§ **Problem to solve**: Give back each entry exactly as written, apart from the pictures.

§ **Natural language region descriptions**:
____

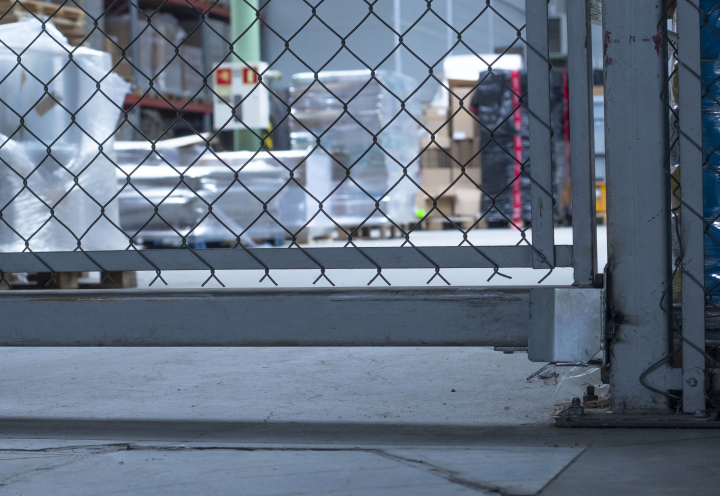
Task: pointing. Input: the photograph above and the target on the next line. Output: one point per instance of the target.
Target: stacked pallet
(70, 21)
(68, 280)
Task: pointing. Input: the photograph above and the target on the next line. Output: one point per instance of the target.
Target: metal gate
(49, 167)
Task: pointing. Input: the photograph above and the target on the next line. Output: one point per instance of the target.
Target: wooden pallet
(69, 280)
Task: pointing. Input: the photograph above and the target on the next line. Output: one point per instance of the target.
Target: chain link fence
(245, 136)
(691, 298)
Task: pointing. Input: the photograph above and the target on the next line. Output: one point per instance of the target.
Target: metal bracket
(567, 325)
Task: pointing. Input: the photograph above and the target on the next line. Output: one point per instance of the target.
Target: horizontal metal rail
(315, 317)
(280, 258)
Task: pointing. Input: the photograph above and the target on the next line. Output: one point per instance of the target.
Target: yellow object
(600, 197)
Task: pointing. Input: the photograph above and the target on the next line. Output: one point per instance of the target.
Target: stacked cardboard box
(456, 145)
(156, 58)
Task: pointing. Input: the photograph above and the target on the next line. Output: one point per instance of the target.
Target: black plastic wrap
(493, 100)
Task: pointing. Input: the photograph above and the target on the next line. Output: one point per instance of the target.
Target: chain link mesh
(108, 140)
(708, 14)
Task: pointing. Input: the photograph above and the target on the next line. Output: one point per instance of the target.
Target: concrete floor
(317, 421)
(322, 421)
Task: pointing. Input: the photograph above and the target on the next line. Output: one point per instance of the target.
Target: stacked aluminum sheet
(360, 122)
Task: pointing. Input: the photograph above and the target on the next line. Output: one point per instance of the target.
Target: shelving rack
(183, 10)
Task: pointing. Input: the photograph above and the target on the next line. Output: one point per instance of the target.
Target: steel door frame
(479, 316)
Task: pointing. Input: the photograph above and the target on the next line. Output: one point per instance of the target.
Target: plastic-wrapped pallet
(376, 168)
(74, 151)
(237, 206)
(710, 71)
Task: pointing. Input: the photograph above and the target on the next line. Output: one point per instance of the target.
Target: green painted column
(243, 15)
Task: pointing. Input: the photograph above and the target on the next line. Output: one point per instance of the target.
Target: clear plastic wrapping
(237, 206)
(376, 165)
(47, 150)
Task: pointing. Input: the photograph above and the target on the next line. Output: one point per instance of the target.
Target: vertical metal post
(397, 26)
(582, 145)
(135, 59)
(636, 137)
(245, 27)
(205, 68)
(691, 181)
(538, 63)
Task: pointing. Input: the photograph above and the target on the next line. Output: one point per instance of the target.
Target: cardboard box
(466, 152)
(463, 125)
(436, 121)
(436, 154)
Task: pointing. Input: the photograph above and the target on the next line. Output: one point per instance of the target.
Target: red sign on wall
(249, 76)
(223, 77)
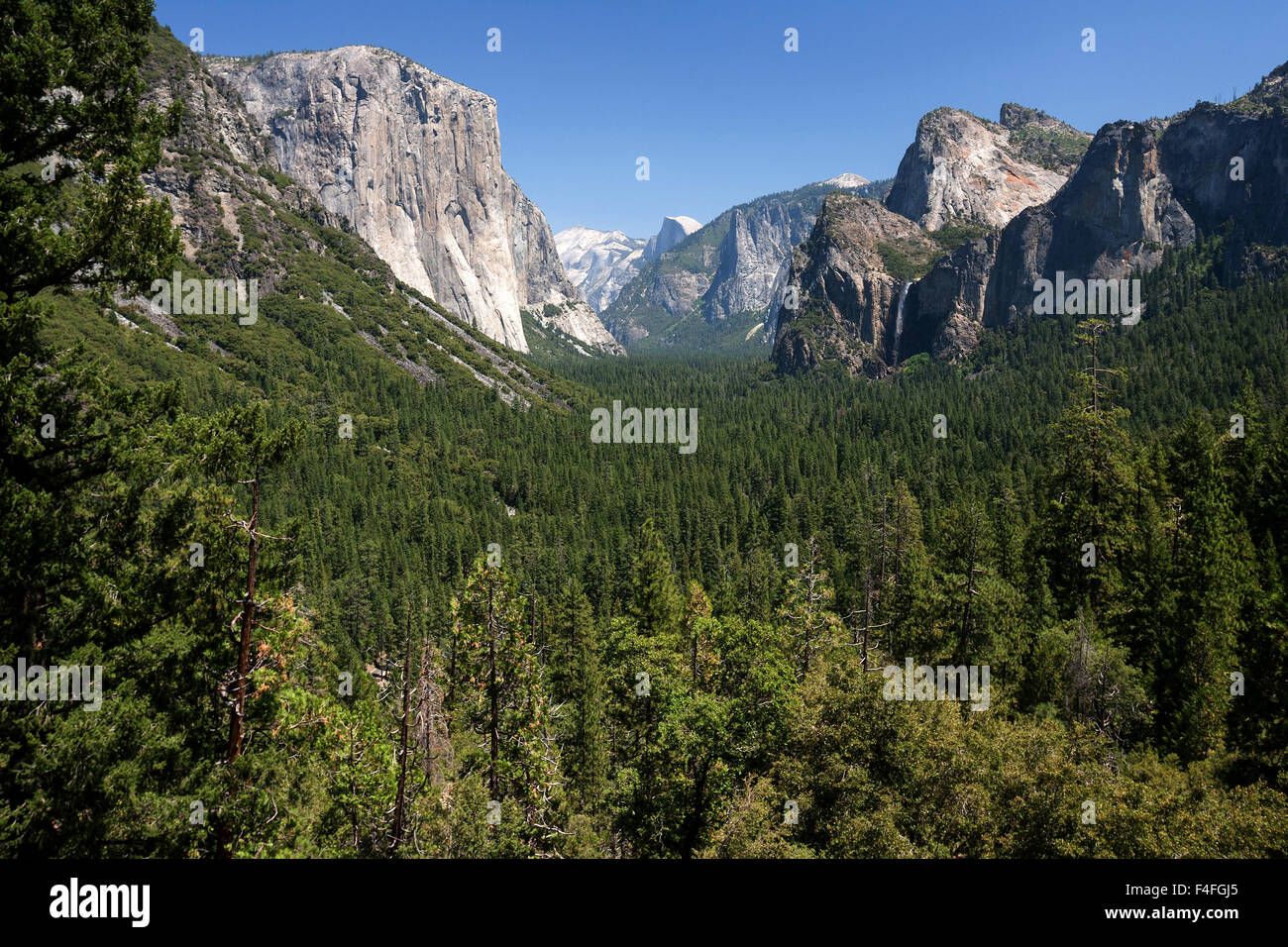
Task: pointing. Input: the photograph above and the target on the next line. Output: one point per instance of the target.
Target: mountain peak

____

§ **Reply to the task**:
Task: pointing. Input: the photograph above and the target on the next line. Output: one point per instance of the target.
Target: stacked pallet
(70, 21)
(68, 280)
Task: pointing. Input: the photograph above and the target on the next line. Output: one point per instance of the target.
Target: metal gate
(49, 167)
Task: pointing. Input: the photograph above and the target on the next line. Output: one point per instance of the target.
Target: wooden pallet
(69, 280)
Task: pointing. Input: the photograph above and the target on the next line. Output: one point per instance of the target.
Target: chain link fence
(245, 136)
(691, 298)
Task: pointing. Input: the photograph above and the target on the next line. Output: one point per instance of the target.
Target: metal bracket
(567, 325)
Task: pointing. Input: the photograph above and the target on the next line. Output: one point per instance of the target.
Target: horizontal metal rail
(315, 317)
(280, 258)
Task: pointing. Input: the photograph above and the target on the next line. Output: one point per instance of the target.
Target: yellow object
(600, 197)
Task: pointing. Input: the photograph above and the target on the next line. Output: one point per instance of the target.
Target: stacked cardboard box
(456, 145)
(156, 58)
Task: pointing. Input: the photograph above and the target on the next line. Output: one point per instance of the target.
Target: black plastic wrap
(493, 100)
Task: pointing. Input: the photograph above and the target on the next line. Output: one point per instance of the target.
Target: chain link mesh
(108, 140)
(708, 14)
Task: pointing. Input: the photograph above and the target on the next line. Output: one point per instance of the target.
Target: concrete floor
(317, 421)
(322, 421)
Task: pointing. Input: the photograph above and the target on the next line. Output: one point per instance of the target.
Target: stacked aluminum sheet
(360, 122)
Task: pointing. Input: the photograph above and the target on the next line. Output: one point per instance of the target.
Target: shelving rack
(183, 10)
Task: pointing. Input: the photograph above and the target on the next line. Output: one point per instance of the target.
Target: steel door frame
(479, 316)
Task: pointing. Input: the photograph above and the target on the next line. Output: one point per instance of the target.
Target: plastic-wrapped pallet
(376, 168)
(74, 151)
(237, 206)
(710, 71)
Task: pointing. Input: the photograph above and the target on the next line. Output: one point per instance of the target.
Target: green painted column
(243, 15)
Task: pointing. Input: the photograph above and the target on the next line. Output: one point per instance of the target.
Target: clear plastic wrapping
(237, 206)
(376, 165)
(47, 150)
Task: pointing. Input: the photograph above and the target on the next line. Output: one point per instance of the target.
Target: vertical metal post
(397, 26)
(582, 145)
(135, 59)
(636, 137)
(245, 27)
(205, 68)
(691, 181)
(538, 63)
Task: pointing. Input: the photograph above and the target on the next line. Output: one point per instance of the target.
Target: cardboard box
(466, 152)
(463, 125)
(436, 121)
(436, 154)
Task: pointing. Input: the photograph above and the target on the next line. Output: one point per instance of the target.
Target: red sign on wall
(249, 76)
(223, 77)
Task: pointing. Input: the photograph above and the target on the next line. Output: one point per instance of the target.
Target: mountain peak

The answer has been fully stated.